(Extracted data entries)
:::::

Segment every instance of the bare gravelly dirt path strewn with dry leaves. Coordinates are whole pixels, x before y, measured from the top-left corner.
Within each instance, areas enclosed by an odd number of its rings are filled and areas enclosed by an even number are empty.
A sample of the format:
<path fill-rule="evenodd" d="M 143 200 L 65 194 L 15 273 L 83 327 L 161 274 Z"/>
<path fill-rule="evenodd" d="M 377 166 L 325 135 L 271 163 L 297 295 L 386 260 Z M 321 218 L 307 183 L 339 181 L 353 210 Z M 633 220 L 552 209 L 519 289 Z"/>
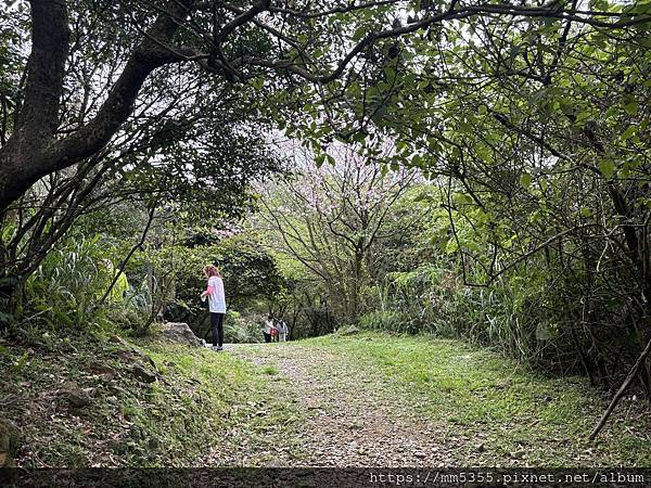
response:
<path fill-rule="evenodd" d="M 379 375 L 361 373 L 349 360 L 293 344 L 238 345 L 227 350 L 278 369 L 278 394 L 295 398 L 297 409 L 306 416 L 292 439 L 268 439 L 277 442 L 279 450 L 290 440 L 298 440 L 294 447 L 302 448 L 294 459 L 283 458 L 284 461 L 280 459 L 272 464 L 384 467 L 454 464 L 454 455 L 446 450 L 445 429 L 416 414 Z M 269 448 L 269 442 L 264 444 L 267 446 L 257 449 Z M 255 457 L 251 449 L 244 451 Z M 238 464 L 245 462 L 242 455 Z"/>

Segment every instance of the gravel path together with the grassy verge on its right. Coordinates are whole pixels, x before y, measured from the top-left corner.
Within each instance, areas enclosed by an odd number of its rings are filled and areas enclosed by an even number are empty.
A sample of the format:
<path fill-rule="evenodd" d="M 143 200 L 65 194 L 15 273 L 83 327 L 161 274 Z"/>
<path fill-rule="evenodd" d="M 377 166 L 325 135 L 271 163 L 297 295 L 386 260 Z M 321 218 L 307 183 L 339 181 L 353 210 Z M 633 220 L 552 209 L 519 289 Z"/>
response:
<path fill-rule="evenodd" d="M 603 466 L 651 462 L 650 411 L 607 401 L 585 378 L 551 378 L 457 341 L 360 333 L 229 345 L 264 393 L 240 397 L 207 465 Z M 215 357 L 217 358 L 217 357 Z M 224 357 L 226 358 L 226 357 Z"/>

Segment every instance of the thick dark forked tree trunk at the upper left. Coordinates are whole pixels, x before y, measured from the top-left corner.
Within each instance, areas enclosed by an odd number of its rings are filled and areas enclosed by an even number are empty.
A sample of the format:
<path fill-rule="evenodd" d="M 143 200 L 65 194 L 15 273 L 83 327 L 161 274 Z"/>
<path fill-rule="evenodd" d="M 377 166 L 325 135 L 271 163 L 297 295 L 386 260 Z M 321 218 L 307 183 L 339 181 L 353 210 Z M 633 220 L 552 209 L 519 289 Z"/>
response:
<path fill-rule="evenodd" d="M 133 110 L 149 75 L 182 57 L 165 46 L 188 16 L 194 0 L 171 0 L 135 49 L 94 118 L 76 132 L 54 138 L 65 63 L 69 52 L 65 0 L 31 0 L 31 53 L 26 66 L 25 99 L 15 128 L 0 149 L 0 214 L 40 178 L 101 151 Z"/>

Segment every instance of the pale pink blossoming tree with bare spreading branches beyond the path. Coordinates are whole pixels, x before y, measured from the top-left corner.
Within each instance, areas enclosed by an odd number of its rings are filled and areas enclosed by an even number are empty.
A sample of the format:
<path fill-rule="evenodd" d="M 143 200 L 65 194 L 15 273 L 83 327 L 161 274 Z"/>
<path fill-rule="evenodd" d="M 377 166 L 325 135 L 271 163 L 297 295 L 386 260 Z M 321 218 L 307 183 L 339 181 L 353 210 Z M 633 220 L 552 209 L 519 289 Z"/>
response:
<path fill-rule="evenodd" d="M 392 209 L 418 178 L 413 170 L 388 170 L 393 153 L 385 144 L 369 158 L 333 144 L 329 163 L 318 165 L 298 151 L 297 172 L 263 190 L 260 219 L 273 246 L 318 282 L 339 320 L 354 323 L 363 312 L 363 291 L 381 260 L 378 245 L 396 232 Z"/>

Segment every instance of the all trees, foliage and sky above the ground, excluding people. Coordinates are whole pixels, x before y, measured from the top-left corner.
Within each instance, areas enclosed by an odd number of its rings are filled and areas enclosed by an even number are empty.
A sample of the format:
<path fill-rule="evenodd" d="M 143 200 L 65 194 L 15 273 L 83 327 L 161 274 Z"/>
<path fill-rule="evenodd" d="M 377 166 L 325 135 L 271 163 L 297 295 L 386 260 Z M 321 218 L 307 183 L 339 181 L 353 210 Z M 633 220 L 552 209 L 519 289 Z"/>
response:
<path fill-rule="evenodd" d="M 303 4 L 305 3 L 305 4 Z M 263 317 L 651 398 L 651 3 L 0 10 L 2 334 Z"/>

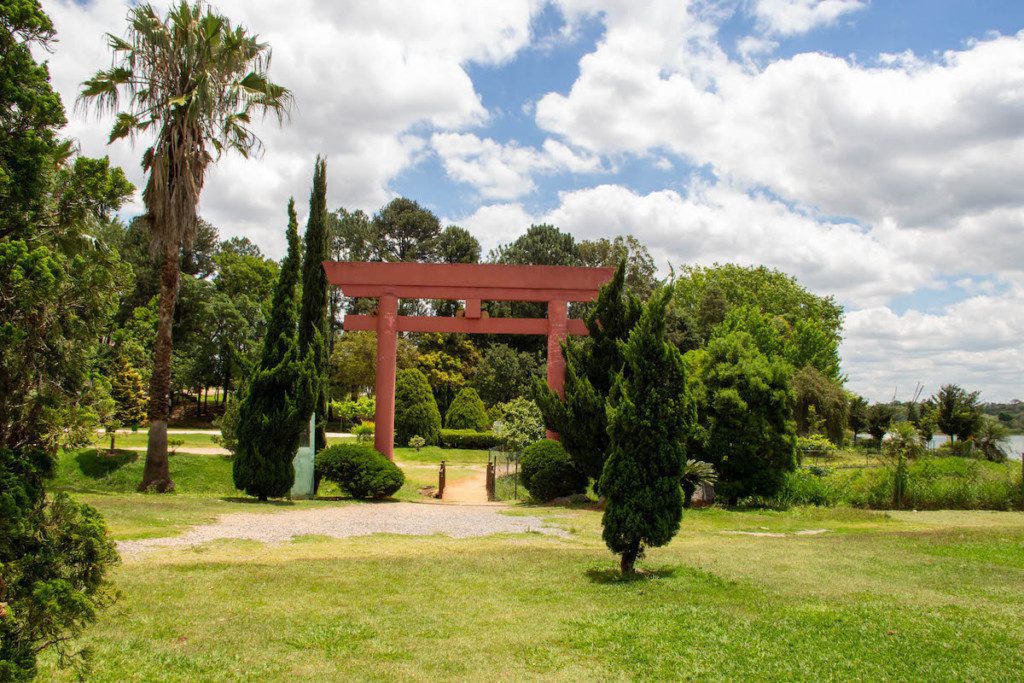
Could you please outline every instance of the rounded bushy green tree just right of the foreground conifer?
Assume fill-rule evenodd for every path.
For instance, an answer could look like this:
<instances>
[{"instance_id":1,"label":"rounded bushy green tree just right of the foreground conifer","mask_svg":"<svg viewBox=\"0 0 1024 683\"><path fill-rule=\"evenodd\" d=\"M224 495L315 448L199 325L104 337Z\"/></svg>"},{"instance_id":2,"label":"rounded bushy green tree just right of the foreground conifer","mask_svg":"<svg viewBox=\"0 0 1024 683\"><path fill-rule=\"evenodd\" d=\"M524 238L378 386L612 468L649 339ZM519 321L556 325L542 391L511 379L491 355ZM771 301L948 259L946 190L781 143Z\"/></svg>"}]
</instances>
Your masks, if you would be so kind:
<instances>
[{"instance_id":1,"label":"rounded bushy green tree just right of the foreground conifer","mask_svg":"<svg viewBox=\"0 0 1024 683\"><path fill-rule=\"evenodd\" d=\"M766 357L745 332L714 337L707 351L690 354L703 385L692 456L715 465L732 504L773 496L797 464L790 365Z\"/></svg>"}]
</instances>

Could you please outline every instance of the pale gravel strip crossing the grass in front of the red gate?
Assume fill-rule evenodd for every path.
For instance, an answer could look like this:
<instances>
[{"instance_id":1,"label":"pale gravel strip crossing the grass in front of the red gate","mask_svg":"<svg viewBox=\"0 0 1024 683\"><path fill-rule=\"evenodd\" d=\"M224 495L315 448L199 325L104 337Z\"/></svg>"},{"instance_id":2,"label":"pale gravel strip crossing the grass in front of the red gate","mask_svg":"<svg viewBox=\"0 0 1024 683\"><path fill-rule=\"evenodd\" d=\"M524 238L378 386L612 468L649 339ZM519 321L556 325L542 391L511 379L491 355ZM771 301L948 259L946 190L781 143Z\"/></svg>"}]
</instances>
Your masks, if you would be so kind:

:::::

Output the data above exactly; pictures do not belong in the copy.

Answer space
Segment every instance of the bare gravelly dirt path strewn with dry leaves. Coordinates are whole pixels, x before y, measured from the top-left corner.
Within each instance, areas enclosed by an odd number of its rings are filled and areas enclosed by an even number are empty.
A sample of the format:
<path fill-rule="evenodd" d="M 143 200 L 65 194 L 15 273 L 83 327 L 161 274 Z"/>
<path fill-rule="evenodd" d="M 377 166 L 325 135 L 271 163 L 297 295 L 386 260 Z M 321 218 L 307 183 L 339 181 L 353 210 Z M 633 220 L 552 209 L 519 289 Z"/>
response:
<path fill-rule="evenodd" d="M 379 375 L 361 373 L 349 360 L 293 344 L 238 345 L 227 350 L 278 369 L 278 394 L 295 398 L 297 409 L 306 416 L 292 439 L 268 439 L 277 442 L 279 450 L 290 440 L 298 440 L 294 447 L 302 448 L 294 459 L 283 458 L 284 461 L 280 459 L 272 464 L 384 467 L 454 464 L 454 455 L 446 450 L 445 429 L 416 414 Z M 269 448 L 269 442 L 264 444 L 267 446 L 257 449 Z M 255 457 L 251 449 L 244 451 Z M 238 464 L 245 462 L 242 455 Z"/>

Segment every instance of the gravel path together with the grassy verge on its right. Coordinates are whole pixels, x before y, measured from the top-left corner.
Within each instance, areas enclosed by an odd number of its rings are filled and areas enclosed by an even number are empty.
A sample of the format:
<path fill-rule="evenodd" d="M 143 200 L 65 194 L 15 273 L 83 327 L 161 274 Z"/>
<path fill-rule="evenodd" d="M 377 166 L 325 135 L 271 163 L 297 295 L 386 260 Z M 321 218 L 307 183 L 339 181 L 353 210 Z M 633 220 L 552 209 L 519 289 Z"/>
response:
<path fill-rule="evenodd" d="M 603 466 L 651 462 L 650 411 L 607 401 L 585 378 L 551 378 L 457 341 L 360 333 L 229 345 L 264 393 L 240 397 L 207 465 Z M 215 357 L 217 358 L 217 357 Z M 224 357 L 226 358 L 226 357 Z"/>

Segment every instance of the thick dark forked tree trunk at the upper left. Coordinates are whole pixels, x before y, measured from the top-left corner.
Within each instance, areas enclosed by an odd number of its rings are filled and areas enclosed by an even number are empty.
A sample of the format:
<path fill-rule="evenodd" d="M 143 200 L 65 194 L 15 273 L 83 327 L 161 274 Z"/>
<path fill-rule="evenodd" d="M 377 166 L 325 135 L 271 163 L 297 295 L 386 260 Z M 321 218 L 307 183 L 339 181 L 353 210 Z M 633 220 L 552 209 L 519 289 Z"/>
response:
<path fill-rule="evenodd" d="M 133 110 L 149 75 L 182 57 L 165 46 L 188 16 L 194 0 L 171 0 L 135 49 L 94 118 L 76 132 L 54 138 L 65 63 L 69 52 L 65 0 L 31 0 L 31 53 L 26 66 L 25 99 L 15 128 L 0 149 L 0 214 L 40 178 L 101 151 Z"/>

Segment every instance of the pale pink blossoming tree with bare spreading branches beyond the path. Coordinates are whole pixels, x before y, measured from the top-left corner.
Within each instance, areas enclosed by an odd number of its rings are filled and areas enclosed by an even number are empty.
A sample of the format:
<path fill-rule="evenodd" d="M 143 200 L 65 194 L 15 273 L 83 327 L 161 274 Z"/>
<path fill-rule="evenodd" d="M 377 166 L 325 135 L 271 163 L 297 295 L 386 260 Z M 321 218 L 307 183 L 339 181 L 353 210 Z M 633 220 L 552 209 L 519 289 Z"/>
response:
<path fill-rule="evenodd" d="M 392 209 L 418 178 L 413 170 L 388 170 L 393 153 L 385 144 L 369 158 L 333 144 L 329 163 L 318 165 L 298 151 L 297 172 L 263 190 L 260 219 L 273 246 L 318 282 L 339 320 L 354 323 L 363 312 L 363 291 L 381 260 L 378 245 L 396 232 Z"/>

Segment every instance of the all trees, foliage and sky above the ground, excluding people. Coordinates are whole pixels, x before y, measured from the top-left corner.
Within each instance, areas enclosed by an odd number of its rings are filled and areas enclosed by an even number are empty.
A sample of the format:
<path fill-rule="evenodd" d="M 143 200 L 65 194 L 15 273 L 83 327 L 161 274 Z"/>
<path fill-rule="evenodd" d="M 377 166 L 325 135 L 271 163 L 297 295 L 386 260 Z M 321 218 L 307 183 L 339 181 L 353 210 Z M 633 220 L 552 209 L 519 289 Z"/>
response:
<path fill-rule="evenodd" d="M 303 4 L 305 3 L 305 4 Z M 263 317 L 651 398 L 651 3 L 0 10 L 2 334 Z"/>

Could you please outline every instance of the rounded bushy green tree just right of the foreground conifer?
Assume fill-rule evenodd for every path.
For instance, an answer could look like this:
<instances>
[{"instance_id":1,"label":"rounded bushy green tree just right of the foreground conifer","mask_svg":"<svg viewBox=\"0 0 1024 683\"><path fill-rule=\"evenodd\" d=\"M224 495L315 448L199 325L104 337Z\"/></svg>"},{"instance_id":2,"label":"rounded bushy green tree just right of the foreground conifer","mask_svg":"<svg viewBox=\"0 0 1024 683\"><path fill-rule=\"evenodd\" d=\"M524 238L378 386L612 468L649 339ZM519 321L556 325L542 391L511 379L491 355ZM771 301L948 259L946 190L781 143Z\"/></svg>"}]
</instances>
Your masks, if you would be so kind:
<instances>
[{"instance_id":1,"label":"rounded bushy green tree just right of the foreground conifer","mask_svg":"<svg viewBox=\"0 0 1024 683\"><path fill-rule=\"evenodd\" d=\"M766 357L745 332L714 337L707 351L690 354L703 385L692 456L715 465L732 504L773 496L797 464L790 365Z\"/></svg>"}]
</instances>

Could you please outline every instance of the pale gravel strip crossing the grass in front of the red gate?
Assume fill-rule evenodd for every path.
For instance, an answer could look like this:
<instances>
[{"instance_id":1,"label":"pale gravel strip crossing the grass in front of the red gate","mask_svg":"<svg viewBox=\"0 0 1024 683\"><path fill-rule=\"evenodd\" d=\"M224 495L315 448L199 325L104 337Z\"/></svg>"},{"instance_id":2,"label":"pale gravel strip crossing the grass in front of the red gate","mask_svg":"<svg viewBox=\"0 0 1024 683\"><path fill-rule=\"evenodd\" d=\"M524 238L378 386L612 468L649 339ZM519 321L556 325L542 391L511 379L491 355ZM771 301L948 259L946 190L781 143Z\"/></svg>"}]
</instances>
Your masks, if you would be so kind:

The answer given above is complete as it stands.